◆ READING TEXT ◆

China’s last quarter century is characterized by a massive wave of rural-to-urban migration and currently over 250 million new urbanites have been absorbed into the urban cores. While the eye-popping scale and pace of urban expansion is dramatically changing the country’s spatial and economic structure, it is also directly affecting the ones living on China’s shifting grounds. This is the first contribution in a series that looks at how China’s current wave urbanization is touching the inner-city, the rural-urban fringe and the remote rural areas.
GUANGZHOU’S CAPITAL OF MANY
The journey starts in Guangzhou, China’s third largest city situated in South China’s Guangdong province. Serving as an important transportation hub and trading port, the city has been at the front row of China’s explosive growth. The city got a new impulse when it was one of the cities that Deng Xiaoping visited during his famous southern tour in 1992, and saw its population size doubling up to 14 million in the twenty years thereafter. Continued growth rates in both population and economic activity motivated local authorities to toss a grand renewal project in 2010. Within ten years an area covering the old downtown, urban villages and aging factories are planned to make space for over 500 square kilometers of new building land. While the project is about “boosting the local economy by creating more land and improving the efficiency of land allocation”, the project is part of Guangzhou’s larger vision where Richard Florida would lick his fingers off: Guangzhou 2020 is primed to be China’s ‘millennium-old capital of commerce, ‘capital of creative ideas’ and the ‘capital of culture’. Indeed, urbanization and modernization have become the new buzzwords in the local development agenda, and the local leader has presented himself as a true urban promoter.

◆ DATA FOR ANALYSIS ◆
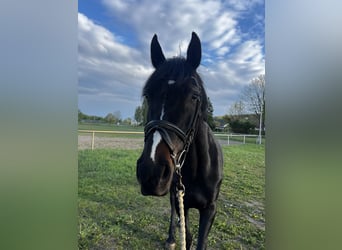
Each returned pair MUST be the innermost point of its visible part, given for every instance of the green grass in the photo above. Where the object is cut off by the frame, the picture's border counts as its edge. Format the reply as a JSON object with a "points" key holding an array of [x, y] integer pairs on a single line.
{"points": [[114, 215]]}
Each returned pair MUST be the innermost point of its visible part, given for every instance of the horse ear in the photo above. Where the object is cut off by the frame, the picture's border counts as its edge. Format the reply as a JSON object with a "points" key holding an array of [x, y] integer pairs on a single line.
{"points": [[194, 52], [157, 56]]}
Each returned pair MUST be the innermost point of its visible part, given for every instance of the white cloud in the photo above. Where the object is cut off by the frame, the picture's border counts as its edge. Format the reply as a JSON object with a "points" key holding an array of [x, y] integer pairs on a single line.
{"points": [[111, 69]]}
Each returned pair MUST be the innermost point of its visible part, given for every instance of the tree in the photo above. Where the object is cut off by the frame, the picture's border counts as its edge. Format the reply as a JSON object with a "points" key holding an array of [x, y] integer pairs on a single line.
{"points": [[253, 95], [237, 109]]}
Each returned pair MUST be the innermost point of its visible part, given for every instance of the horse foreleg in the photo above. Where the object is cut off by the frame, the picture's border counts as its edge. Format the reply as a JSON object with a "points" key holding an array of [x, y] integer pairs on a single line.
{"points": [[171, 242], [207, 216], [188, 236]]}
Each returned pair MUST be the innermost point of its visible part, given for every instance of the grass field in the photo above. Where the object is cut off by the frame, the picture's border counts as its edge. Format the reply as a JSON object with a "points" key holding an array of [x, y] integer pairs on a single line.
{"points": [[114, 215], [111, 127]]}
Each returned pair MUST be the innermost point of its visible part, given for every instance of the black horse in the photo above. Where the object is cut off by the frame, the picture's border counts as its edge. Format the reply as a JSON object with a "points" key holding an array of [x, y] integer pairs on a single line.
{"points": [[177, 134]]}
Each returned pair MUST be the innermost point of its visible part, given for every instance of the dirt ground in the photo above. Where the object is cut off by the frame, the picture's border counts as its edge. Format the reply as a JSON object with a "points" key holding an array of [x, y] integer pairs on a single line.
{"points": [[84, 142]]}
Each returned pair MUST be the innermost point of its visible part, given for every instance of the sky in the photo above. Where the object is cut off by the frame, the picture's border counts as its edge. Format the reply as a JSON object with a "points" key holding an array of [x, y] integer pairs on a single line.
{"points": [[114, 39]]}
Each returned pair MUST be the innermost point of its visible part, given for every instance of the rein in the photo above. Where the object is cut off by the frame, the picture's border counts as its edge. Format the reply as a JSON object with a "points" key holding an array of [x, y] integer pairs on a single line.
{"points": [[164, 127]]}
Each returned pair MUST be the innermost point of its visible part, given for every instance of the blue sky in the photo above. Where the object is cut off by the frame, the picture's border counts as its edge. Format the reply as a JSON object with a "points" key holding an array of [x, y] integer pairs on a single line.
{"points": [[114, 38]]}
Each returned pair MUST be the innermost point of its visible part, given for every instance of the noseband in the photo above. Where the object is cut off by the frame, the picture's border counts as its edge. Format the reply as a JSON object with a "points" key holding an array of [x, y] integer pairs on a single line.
{"points": [[165, 127]]}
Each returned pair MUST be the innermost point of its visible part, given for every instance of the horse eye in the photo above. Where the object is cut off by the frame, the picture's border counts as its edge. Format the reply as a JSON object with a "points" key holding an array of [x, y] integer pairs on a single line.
{"points": [[195, 97]]}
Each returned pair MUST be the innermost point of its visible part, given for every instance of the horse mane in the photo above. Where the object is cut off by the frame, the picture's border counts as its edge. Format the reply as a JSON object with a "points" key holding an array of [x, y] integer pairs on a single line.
{"points": [[177, 69]]}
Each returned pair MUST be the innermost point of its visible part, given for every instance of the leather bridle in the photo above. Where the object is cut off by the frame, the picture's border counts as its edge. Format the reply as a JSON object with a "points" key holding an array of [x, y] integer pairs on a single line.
{"points": [[165, 128]]}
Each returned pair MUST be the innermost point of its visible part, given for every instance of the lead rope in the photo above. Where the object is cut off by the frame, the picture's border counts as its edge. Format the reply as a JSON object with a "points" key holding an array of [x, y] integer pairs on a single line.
{"points": [[180, 192], [180, 195]]}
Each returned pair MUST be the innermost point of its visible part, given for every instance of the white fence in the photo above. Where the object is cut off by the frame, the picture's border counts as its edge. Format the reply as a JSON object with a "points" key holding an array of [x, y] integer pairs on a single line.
{"points": [[224, 139], [238, 138]]}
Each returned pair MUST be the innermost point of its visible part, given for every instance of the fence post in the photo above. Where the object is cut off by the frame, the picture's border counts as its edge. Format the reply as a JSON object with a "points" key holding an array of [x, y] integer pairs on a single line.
{"points": [[92, 141]]}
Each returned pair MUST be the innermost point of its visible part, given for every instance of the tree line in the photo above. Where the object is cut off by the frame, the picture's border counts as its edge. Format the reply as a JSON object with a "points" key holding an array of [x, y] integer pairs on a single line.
{"points": [[243, 116]]}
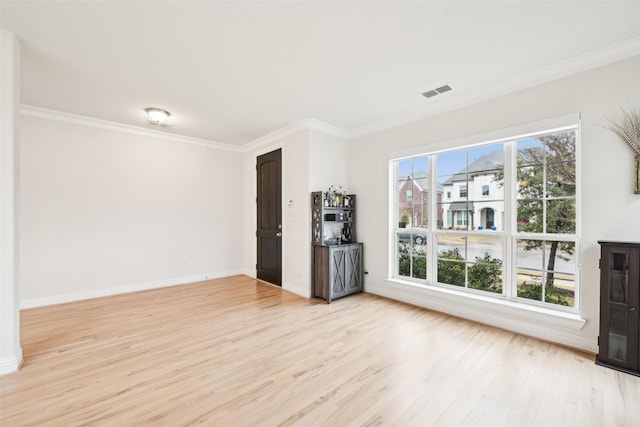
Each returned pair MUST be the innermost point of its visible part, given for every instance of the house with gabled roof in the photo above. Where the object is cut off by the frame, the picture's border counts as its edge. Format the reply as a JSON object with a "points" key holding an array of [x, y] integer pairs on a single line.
{"points": [[473, 197]]}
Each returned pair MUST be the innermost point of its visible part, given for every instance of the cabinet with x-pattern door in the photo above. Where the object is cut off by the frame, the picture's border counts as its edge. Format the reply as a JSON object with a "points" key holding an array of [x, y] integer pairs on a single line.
{"points": [[337, 270]]}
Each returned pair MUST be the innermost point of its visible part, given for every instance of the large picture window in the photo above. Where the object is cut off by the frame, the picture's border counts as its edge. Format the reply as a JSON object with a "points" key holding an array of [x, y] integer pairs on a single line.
{"points": [[507, 225]]}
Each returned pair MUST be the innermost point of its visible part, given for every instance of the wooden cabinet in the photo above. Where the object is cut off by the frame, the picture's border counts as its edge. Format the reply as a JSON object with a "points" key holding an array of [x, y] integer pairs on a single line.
{"points": [[336, 258], [619, 340], [337, 270]]}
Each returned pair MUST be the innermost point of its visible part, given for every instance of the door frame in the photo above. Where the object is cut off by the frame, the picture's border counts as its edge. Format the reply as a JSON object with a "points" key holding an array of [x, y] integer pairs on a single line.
{"points": [[262, 152]]}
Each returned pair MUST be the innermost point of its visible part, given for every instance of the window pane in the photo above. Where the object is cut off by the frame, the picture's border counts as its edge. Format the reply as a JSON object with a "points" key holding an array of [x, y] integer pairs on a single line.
{"points": [[484, 255], [561, 179], [529, 268], [452, 246], [470, 199], [530, 182], [406, 215], [530, 152], [451, 260], [529, 216], [546, 271], [561, 216], [490, 215], [419, 268]]}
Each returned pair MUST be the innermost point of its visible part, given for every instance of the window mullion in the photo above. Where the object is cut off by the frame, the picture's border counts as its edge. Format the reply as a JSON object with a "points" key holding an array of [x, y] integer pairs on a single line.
{"points": [[510, 278], [433, 219]]}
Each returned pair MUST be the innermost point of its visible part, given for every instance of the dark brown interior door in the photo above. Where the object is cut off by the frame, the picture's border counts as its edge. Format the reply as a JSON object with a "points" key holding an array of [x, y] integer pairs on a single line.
{"points": [[269, 206]]}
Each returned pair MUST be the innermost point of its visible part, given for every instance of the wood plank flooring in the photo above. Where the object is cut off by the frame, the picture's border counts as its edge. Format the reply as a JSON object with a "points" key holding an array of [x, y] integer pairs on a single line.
{"points": [[238, 352]]}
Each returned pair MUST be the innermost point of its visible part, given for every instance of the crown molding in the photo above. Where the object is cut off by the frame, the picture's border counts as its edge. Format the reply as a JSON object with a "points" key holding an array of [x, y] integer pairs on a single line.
{"points": [[299, 126], [91, 122], [568, 67]]}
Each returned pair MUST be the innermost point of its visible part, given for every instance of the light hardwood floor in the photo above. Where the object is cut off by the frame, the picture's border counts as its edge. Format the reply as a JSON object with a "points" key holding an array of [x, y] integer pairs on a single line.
{"points": [[238, 352]]}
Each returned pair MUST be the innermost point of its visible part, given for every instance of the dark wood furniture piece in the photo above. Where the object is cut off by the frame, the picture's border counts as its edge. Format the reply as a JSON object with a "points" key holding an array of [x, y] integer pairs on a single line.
{"points": [[619, 340], [336, 257]]}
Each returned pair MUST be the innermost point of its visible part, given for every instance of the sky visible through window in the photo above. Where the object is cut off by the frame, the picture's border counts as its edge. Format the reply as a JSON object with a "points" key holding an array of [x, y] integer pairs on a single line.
{"points": [[456, 161]]}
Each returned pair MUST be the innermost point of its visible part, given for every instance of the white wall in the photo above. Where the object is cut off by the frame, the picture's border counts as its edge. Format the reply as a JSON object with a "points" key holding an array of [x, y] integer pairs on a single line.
{"points": [[328, 162], [105, 212], [610, 210], [10, 350]]}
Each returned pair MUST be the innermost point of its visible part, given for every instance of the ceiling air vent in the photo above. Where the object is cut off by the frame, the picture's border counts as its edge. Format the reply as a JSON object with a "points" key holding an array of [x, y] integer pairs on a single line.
{"points": [[437, 91]]}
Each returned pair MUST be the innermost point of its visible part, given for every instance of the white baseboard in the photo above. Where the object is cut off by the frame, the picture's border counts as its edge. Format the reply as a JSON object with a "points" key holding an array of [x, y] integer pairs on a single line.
{"points": [[11, 364], [563, 331], [303, 291], [116, 290]]}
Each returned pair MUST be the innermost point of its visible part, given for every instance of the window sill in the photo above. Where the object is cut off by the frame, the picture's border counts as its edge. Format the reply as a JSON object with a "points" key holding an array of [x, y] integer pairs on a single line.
{"points": [[467, 305]]}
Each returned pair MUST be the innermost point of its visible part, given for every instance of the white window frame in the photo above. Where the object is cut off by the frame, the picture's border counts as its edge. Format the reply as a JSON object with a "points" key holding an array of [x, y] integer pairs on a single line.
{"points": [[510, 235]]}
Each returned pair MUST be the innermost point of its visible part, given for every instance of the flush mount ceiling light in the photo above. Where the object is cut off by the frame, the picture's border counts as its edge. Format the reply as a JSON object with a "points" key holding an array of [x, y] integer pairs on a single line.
{"points": [[158, 116], [437, 91]]}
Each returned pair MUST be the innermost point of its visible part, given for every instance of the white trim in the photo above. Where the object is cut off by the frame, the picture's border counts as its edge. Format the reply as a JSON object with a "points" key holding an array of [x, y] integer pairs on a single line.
{"points": [[301, 125], [552, 124], [598, 58], [123, 289], [303, 291], [91, 122], [538, 322], [11, 364]]}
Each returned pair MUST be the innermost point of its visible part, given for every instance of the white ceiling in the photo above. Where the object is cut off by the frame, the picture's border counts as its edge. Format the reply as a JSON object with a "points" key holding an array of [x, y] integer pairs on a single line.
{"points": [[232, 72]]}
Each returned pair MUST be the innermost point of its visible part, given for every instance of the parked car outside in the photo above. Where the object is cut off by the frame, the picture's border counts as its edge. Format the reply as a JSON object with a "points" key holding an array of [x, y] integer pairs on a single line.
{"points": [[415, 235]]}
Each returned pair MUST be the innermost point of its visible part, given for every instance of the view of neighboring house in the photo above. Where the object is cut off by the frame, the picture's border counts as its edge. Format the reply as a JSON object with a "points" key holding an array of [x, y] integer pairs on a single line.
{"points": [[473, 198], [469, 198], [413, 200]]}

◆ PROBLEMS TO SOLVE ◆
1 - In the text on urbanization in Guangzhou, how much new building land is the renewal project launched in 2010 planned to create?
2 - Extend the text on urbanization in Guangzhou, starting right after its final sentence.

◆ WRITTEN ANSWERS ◆
1 - Over 500 square kilometers.

2 -
DESTRUCTION FOR DEVELOPMENT
Yangji, a small village with historical roots aging over 900 years and located in East-Guangzhou, was one of the nine villages targeted for the reconstruction plans. The approximate 4000 villagers were told that their land was ‘collectively’ owned, which means that they only had the right to use it and that they were now facing eviction. On a fundamental basis, China’s land policies have been shaped by a complex amalgam of historical and cultural factors, making it difficult to tell who really owns China’s land. The territorial jurisdictions change frequently, local state power is under-defined, a systematic land registration is lacking and a cadaster is absent. In sum, it has laid the foundation for housing conflicts that culminated in protests for property and residents rights. When the villagers were told to leave their house – in return for a financial compensation or relocation guarantee that was calculated without the value of land – some refused, denied the offer and decided to stay. While the rising land values in the urban core continued to increase, the pressure to build and sell land faster also significantly increased. The ‘tigers blocking the road’ were answered by local authorities with an increase in violence, brutality and pace of destruction. In extreme cases, residents were blindfolded and taken from their homes by force. When the blindfolds were removed, the only thing the residents saw was the rubble of their former homes.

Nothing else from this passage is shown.